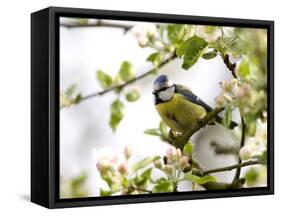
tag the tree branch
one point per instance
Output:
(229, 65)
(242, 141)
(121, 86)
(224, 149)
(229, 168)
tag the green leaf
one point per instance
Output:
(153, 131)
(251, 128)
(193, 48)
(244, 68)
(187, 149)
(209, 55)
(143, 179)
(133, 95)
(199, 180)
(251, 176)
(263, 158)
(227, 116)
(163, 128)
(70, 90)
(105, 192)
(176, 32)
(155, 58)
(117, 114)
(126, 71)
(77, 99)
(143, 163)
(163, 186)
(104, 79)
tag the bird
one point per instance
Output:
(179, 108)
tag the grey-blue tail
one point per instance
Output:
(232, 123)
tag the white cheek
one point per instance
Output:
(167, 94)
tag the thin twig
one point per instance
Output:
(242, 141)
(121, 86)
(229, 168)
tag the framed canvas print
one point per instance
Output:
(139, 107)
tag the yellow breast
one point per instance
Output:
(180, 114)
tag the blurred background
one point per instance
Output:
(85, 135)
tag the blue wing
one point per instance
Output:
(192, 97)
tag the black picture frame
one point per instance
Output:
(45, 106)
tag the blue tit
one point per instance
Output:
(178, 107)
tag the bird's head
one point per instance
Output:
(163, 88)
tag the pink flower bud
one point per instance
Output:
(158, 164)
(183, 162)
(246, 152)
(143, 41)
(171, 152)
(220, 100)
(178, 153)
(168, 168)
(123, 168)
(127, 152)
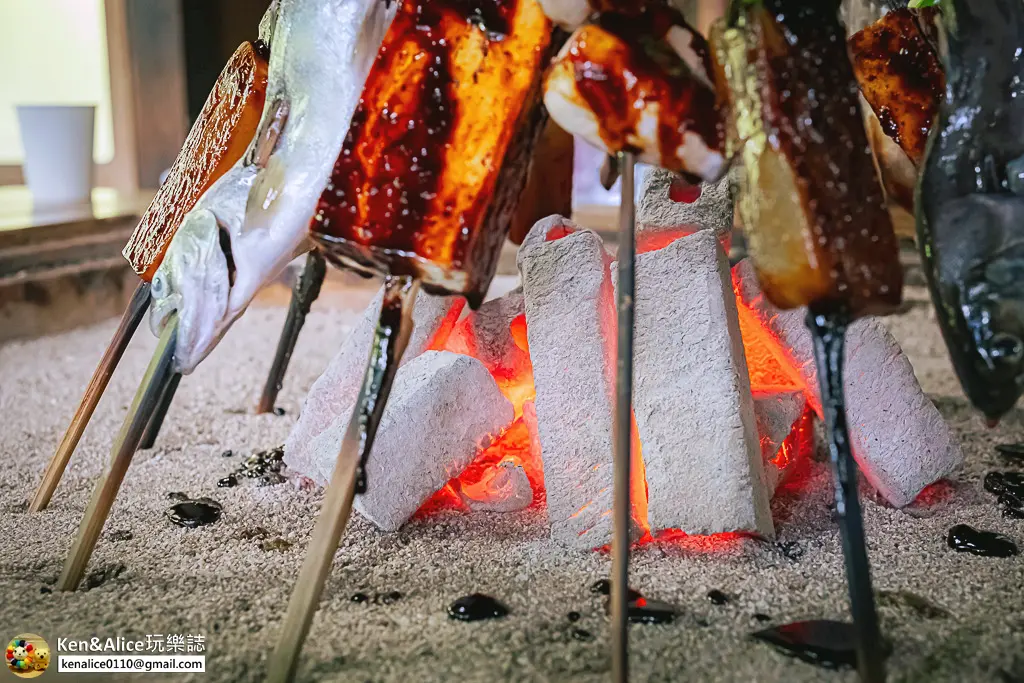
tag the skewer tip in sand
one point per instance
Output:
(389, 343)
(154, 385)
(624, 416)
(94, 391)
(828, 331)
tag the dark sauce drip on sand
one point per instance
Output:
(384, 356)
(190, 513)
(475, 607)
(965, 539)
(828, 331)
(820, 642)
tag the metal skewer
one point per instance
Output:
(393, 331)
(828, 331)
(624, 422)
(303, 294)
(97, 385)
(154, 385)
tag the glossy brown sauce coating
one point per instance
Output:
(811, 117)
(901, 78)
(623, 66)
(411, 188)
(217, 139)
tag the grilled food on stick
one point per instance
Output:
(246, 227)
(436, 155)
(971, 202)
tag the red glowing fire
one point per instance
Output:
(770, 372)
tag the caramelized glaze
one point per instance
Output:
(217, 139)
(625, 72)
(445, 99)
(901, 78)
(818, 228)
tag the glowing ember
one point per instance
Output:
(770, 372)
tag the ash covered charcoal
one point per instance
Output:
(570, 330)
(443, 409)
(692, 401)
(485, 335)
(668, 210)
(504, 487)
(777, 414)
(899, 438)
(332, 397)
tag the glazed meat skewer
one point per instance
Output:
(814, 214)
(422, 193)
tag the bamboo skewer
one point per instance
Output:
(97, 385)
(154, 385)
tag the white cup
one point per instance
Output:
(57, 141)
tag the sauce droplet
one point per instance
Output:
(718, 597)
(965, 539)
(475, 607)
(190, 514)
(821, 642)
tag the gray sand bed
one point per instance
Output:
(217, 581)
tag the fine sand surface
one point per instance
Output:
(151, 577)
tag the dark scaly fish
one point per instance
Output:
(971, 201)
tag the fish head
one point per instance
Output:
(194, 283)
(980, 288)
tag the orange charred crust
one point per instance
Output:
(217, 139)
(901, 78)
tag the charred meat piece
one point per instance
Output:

__EXERCISE DETAILS__. Copy whichever lines in the listing above contain the word "white".

__EXERCISE SOLUTION__.
tag the white cheek
tag the white cup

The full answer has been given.